Work order:
Starting with the line that contains "For every instance of the overcast", copy every remaining line of the data below exactly, the last one included.
━━━ Record extracts ━━━
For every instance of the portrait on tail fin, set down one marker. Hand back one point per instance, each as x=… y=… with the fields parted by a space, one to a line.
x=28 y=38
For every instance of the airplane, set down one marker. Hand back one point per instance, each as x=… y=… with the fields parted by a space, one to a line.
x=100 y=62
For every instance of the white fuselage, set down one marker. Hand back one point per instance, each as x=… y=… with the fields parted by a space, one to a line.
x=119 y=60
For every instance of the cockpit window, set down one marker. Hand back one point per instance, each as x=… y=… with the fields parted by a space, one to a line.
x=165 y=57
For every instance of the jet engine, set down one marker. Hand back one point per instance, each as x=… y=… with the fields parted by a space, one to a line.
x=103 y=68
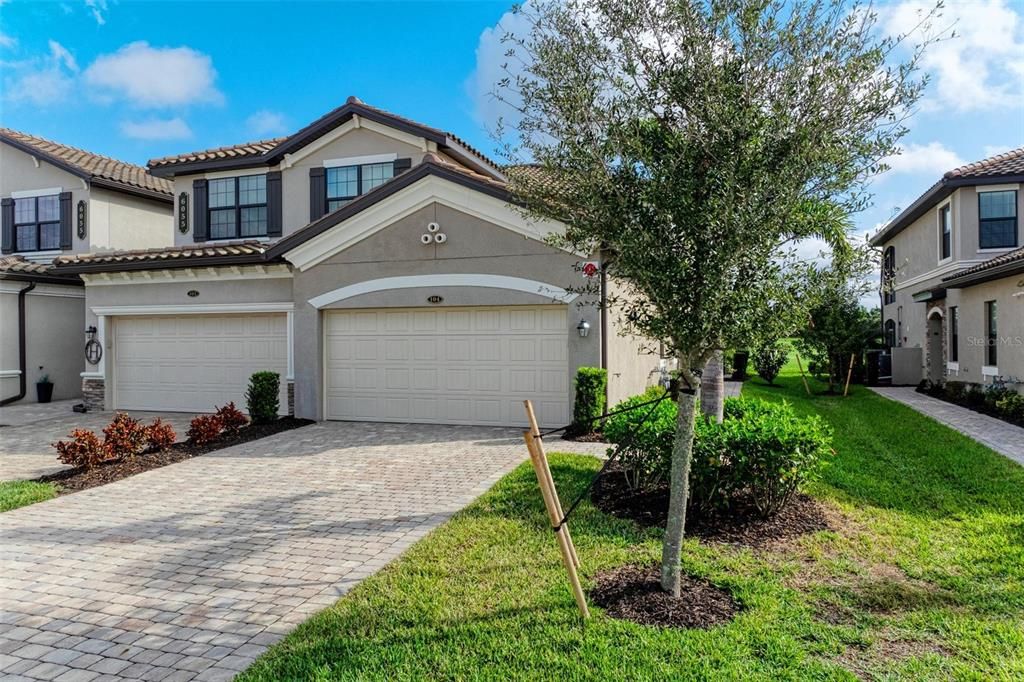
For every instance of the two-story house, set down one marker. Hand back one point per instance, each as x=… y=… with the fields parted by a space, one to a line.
x=57 y=200
x=376 y=263
x=952 y=278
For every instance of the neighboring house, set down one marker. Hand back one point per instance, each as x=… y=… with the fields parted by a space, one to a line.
x=953 y=278
x=57 y=200
x=375 y=262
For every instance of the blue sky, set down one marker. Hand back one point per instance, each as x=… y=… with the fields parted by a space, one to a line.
x=137 y=80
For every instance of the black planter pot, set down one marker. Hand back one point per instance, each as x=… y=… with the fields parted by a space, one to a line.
x=44 y=391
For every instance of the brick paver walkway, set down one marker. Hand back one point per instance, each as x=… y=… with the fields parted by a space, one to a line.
x=25 y=445
x=192 y=570
x=1000 y=436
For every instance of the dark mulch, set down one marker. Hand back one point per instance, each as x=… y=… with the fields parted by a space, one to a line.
x=742 y=525
x=73 y=480
x=634 y=593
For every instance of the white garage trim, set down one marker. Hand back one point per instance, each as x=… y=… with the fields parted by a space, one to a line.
x=198 y=308
x=413 y=282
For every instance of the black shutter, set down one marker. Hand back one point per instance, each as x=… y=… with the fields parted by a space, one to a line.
x=274 y=209
x=66 y=220
x=201 y=217
x=401 y=165
x=317 y=194
x=8 y=224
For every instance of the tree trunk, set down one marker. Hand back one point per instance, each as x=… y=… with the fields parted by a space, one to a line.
x=713 y=388
x=679 y=493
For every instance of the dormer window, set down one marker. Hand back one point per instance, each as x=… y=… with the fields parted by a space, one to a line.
x=346 y=182
x=37 y=223
x=238 y=207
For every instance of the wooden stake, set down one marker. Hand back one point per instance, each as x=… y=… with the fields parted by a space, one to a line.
x=539 y=444
x=550 y=496
x=801 y=366
x=849 y=374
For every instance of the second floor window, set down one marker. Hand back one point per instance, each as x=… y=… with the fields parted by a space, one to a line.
x=991 y=334
x=997 y=219
x=347 y=182
x=953 y=334
x=238 y=207
x=945 y=232
x=37 y=223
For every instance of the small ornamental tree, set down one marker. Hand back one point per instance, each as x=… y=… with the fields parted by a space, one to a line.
x=692 y=142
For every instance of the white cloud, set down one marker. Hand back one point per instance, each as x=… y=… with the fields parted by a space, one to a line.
x=267 y=123
x=493 y=64
x=174 y=128
x=41 y=81
x=982 y=68
x=155 y=77
x=97 y=7
x=932 y=160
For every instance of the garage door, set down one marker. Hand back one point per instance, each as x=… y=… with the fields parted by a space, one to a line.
x=454 y=366
x=194 y=363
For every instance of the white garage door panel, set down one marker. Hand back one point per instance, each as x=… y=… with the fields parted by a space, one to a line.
x=195 y=363
x=460 y=366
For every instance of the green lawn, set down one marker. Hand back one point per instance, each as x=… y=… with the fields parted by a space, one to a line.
x=923 y=579
x=14 y=494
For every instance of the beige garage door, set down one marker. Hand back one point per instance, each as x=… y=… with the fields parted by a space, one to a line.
x=453 y=366
x=194 y=363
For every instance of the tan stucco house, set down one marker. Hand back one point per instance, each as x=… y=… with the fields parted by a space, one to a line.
x=57 y=200
x=375 y=262
x=952 y=278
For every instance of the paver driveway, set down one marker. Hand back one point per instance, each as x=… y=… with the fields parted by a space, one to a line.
x=192 y=570
x=25 y=442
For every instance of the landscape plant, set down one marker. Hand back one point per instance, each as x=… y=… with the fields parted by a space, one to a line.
x=231 y=418
x=261 y=397
x=591 y=383
x=204 y=429
x=692 y=144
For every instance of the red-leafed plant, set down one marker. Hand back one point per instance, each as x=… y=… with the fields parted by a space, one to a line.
x=160 y=434
x=84 y=450
x=124 y=436
x=204 y=429
x=231 y=418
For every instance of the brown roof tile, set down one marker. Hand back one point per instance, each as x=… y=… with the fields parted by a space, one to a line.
x=230 y=152
x=1016 y=256
x=93 y=165
x=1008 y=163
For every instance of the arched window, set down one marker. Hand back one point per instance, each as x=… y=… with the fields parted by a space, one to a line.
x=888 y=275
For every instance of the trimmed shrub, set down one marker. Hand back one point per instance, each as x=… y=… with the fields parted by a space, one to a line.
x=647 y=457
x=589 y=406
x=84 y=450
x=768 y=361
x=1012 y=407
x=124 y=436
x=160 y=434
x=231 y=418
x=261 y=398
x=204 y=429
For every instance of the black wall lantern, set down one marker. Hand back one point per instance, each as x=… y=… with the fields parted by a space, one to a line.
x=183 y=212
x=81 y=219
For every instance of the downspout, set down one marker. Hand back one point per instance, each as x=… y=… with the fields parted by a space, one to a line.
x=22 y=361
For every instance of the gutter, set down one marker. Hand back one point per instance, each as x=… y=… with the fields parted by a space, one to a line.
x=23 y=363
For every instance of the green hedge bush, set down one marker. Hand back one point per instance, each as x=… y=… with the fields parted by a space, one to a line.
x=261 y=398
x=762 y=452
x=590 y=395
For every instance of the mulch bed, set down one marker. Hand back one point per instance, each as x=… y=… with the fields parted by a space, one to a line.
x=742 y=525
x=634 y=593
x=73 y=480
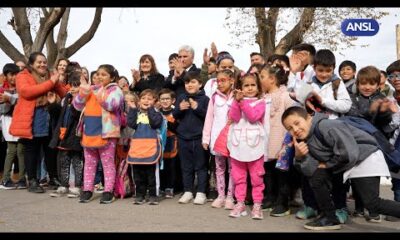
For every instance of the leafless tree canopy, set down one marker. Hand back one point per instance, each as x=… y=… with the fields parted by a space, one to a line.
x=40 y=24
x=276 y=30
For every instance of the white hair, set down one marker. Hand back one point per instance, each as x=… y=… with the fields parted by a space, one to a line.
x=187 y=48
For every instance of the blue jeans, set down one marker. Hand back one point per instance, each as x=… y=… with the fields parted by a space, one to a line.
x=396 y=189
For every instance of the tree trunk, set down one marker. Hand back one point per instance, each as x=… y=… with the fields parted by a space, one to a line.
x=398 y=40
x=266 y=29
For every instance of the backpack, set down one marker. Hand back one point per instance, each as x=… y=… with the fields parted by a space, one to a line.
x=392 y=155
x=123 y=186
x=145 y=146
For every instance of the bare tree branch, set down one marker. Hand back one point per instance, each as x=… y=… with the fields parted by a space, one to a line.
x=9 y=49
x=22 y=28
x=87 y=36
x=266 y=29
x=295 y=36
x=49 y=23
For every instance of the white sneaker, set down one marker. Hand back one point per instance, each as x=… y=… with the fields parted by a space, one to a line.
x=186 y=197
x=59 y=192
x=200 y=199
x=74 y=192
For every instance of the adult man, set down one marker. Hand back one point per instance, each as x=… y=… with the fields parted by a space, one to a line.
x=183 y=65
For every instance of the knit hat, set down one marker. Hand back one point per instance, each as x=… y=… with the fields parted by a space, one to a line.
x=224 y=55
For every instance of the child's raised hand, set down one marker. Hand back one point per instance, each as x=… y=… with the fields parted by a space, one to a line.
x=238 y=94
x=205 y=146
x=300 y=148
x=184 y=105
x=51 y=97
x=193 y=103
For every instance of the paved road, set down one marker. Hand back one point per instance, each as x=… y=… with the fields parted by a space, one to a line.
x=21 y=211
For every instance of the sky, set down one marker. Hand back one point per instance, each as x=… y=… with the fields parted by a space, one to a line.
x=125 y=34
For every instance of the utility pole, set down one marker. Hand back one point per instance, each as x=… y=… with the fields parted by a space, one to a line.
x=398 y=40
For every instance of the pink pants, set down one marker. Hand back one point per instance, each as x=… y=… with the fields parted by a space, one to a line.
x=92 y=156
x=220 y=167
x=239 y=175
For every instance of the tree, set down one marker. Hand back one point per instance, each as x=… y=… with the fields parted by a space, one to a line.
x=25 y=20
x=319 y=26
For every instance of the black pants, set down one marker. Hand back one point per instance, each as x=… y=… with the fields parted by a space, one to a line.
x=167 y=175
x=32 y=156
x=283 y=178
x=145 y=178
x=270 y=181
x=3 y=151
x=65 y=159
x=193 y=161
x=368 y=190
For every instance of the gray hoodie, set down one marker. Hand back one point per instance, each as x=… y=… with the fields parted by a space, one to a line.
x=343 y=147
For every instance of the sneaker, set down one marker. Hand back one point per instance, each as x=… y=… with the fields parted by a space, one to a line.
x=43 y=182
x=35 y=187
x=229 y=203
x=8 y=185
x=99 y=188
x=280 y=211
x=21 y=184
x=238 y=210
x=186 y=197
x=374 y=218
x=153 y=201
x=358 y=213
x=212 y=195
x=323 y=223
x=342 y=215
x=200 y=199
x=218 y=202
x=392 y=219
x=86 y=197
x=107 y=197
x=169 y=193
x=256 y=212
x=54 y=183
x=139 y=200
x=267 y=205
x=59 y=192
x=74 y=192
x=306 y=213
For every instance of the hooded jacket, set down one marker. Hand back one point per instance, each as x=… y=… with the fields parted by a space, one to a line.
x=344 y=146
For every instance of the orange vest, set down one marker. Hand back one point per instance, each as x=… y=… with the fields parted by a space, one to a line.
x=92 y=124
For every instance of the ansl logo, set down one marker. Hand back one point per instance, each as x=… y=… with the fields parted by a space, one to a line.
x=360 y=27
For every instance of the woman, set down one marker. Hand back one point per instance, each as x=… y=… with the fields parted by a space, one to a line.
x=31 y=120
x=147 y=77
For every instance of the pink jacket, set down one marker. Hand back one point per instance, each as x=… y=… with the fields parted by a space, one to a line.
x=252 y=112
x=280 y=101
x=217 y=116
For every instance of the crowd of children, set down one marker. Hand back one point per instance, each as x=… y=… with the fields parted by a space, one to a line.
x=288 y=124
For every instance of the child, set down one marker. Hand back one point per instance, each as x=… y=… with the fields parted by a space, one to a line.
x=272 y=80
x=329 y=96
x=8 y=99
x=344 y=149
x=347 y=71
x=65 y=140
x=216 y=119
x=167 y=99
x=369 y=103
x=101 y=129
x=190 y=110
x=145 y=173
x=246 y=143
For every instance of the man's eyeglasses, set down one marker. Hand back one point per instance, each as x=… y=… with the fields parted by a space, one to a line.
x=392 y=77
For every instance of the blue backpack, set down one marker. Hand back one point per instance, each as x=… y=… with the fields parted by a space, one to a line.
x=392 y=154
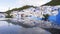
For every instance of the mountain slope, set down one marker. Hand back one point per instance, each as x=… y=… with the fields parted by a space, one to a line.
x=54 y=3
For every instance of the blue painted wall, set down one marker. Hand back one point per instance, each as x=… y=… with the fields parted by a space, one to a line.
x=58 y=17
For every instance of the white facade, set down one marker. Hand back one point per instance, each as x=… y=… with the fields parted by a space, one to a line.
x=36 y=12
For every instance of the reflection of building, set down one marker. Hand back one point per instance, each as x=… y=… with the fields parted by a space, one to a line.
x=35 y=12
x=2 y=15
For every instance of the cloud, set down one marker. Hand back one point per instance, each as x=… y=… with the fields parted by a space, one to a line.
x=5 y=5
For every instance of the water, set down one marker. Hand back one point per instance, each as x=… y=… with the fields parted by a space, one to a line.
x=12 y=28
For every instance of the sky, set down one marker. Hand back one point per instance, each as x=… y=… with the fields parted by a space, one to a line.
x=10 y=4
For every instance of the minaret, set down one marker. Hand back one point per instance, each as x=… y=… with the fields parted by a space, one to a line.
x=58 y=17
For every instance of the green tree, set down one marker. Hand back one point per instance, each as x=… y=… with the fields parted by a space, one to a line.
x=46 y=17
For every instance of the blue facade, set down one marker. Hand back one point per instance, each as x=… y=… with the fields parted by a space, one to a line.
x=58 y=17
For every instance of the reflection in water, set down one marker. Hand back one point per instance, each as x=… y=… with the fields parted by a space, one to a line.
x=9 y=28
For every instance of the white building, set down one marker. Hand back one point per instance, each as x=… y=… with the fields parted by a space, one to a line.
x=36 y=12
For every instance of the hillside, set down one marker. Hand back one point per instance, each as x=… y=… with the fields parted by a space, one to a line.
x=53 y=3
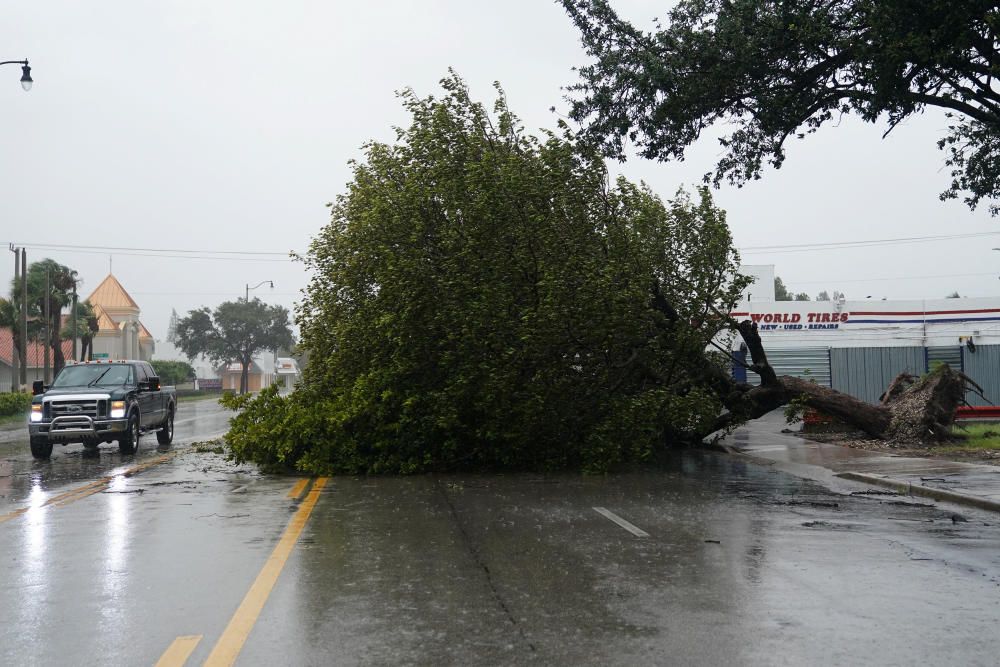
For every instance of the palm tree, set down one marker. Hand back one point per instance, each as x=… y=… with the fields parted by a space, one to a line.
x=86 y=328
x=61 y=281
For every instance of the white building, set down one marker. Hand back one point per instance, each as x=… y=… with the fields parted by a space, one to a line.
x=121 y=335
x=858 y=346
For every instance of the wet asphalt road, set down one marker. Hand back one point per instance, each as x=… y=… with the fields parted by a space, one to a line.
x=740 y=564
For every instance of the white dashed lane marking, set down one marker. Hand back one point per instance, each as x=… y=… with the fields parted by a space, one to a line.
x=632 y=528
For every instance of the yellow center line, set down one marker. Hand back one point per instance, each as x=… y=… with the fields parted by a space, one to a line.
x=179 y=651
x=299 y=487
x=90 y=488
x=235 y=635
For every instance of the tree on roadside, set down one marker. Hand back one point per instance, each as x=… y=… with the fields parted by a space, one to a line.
x=61 y=280
x=172 y=326
x=234 y=332
x=483 y=299
x=86 y=328
x=777 y=70
x=781 y=292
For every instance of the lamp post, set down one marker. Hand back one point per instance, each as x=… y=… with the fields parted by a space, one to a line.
x=15 y=357
x=26 y=79
x=248 y=288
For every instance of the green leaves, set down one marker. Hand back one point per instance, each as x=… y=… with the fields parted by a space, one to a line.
x=234 y=332
x=772 y=70
x=483 y=298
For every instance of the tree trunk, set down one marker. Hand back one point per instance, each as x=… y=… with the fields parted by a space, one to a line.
x=58 y=360
x=244 y=373
x=912 y=410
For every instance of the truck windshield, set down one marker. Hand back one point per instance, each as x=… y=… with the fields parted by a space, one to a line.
x=99 y=375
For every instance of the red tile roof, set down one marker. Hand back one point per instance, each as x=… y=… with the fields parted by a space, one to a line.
x=36 y=353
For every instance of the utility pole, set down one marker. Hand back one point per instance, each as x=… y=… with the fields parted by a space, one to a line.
x=24 y=318
x=74 y=320
x=47 y=324
x=15 y=352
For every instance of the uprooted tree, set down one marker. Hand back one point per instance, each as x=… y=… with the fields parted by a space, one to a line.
x=912 y=409
x=485 y=299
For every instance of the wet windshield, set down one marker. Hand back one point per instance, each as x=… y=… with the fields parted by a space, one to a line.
x=110 y=375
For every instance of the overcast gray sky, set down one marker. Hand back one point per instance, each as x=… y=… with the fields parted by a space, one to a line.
x=228 y=125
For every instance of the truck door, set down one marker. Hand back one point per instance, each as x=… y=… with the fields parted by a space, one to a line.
x=155 y=398
x=143 y=397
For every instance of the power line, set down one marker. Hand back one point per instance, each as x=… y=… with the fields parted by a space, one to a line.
x=258 y=260
x=890 y=278
x=840 y=245
x=157 y=250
━━━
Solution to the exercise:
For every instance of the overcast gray sky, set down one marker. Hand back one point per instance, each as x=… y=… with the fields parted by a space, one to a line.
x=228 y=125
For every instance of the truck door, set down one marker. Hand back one point per instance, each as x=… y=… with the fields parted by a space, one to a line.
x=155 y=398
x=143 y=397
For every instance of the power line, set down one marker. Hand back one point per instance, each as x=… y=… with the fields parted by a space, one to a line.
x=258 y=260
x=890 y=278
x=840 y=245
x=157 y=250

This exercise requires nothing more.